[Segmentation labeling entries]
----------------------------------------
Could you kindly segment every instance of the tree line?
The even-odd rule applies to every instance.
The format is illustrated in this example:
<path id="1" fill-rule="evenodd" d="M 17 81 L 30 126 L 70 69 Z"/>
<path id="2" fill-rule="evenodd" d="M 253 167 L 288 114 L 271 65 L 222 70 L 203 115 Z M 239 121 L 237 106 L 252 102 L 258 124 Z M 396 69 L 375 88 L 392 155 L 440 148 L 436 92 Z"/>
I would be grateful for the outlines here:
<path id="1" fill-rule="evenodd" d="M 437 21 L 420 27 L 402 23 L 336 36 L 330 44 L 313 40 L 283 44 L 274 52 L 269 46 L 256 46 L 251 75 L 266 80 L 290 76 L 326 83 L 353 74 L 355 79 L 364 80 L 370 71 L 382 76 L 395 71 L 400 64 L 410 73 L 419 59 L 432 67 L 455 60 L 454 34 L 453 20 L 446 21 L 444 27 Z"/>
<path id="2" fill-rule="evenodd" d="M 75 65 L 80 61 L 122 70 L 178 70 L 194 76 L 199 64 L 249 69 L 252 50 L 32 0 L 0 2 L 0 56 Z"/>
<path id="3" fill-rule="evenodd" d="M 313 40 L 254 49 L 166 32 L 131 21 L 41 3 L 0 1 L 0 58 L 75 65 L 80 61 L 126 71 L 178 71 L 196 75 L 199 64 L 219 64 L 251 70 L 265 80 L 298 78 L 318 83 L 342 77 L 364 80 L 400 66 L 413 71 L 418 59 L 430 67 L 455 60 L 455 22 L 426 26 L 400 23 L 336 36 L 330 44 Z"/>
----------------------------------------
Gather all lines of the records that contain the word "every" and copy them out.

Final result:
Could you kindly segment every instance of the tree line?
The even-odd rule applies to every instance.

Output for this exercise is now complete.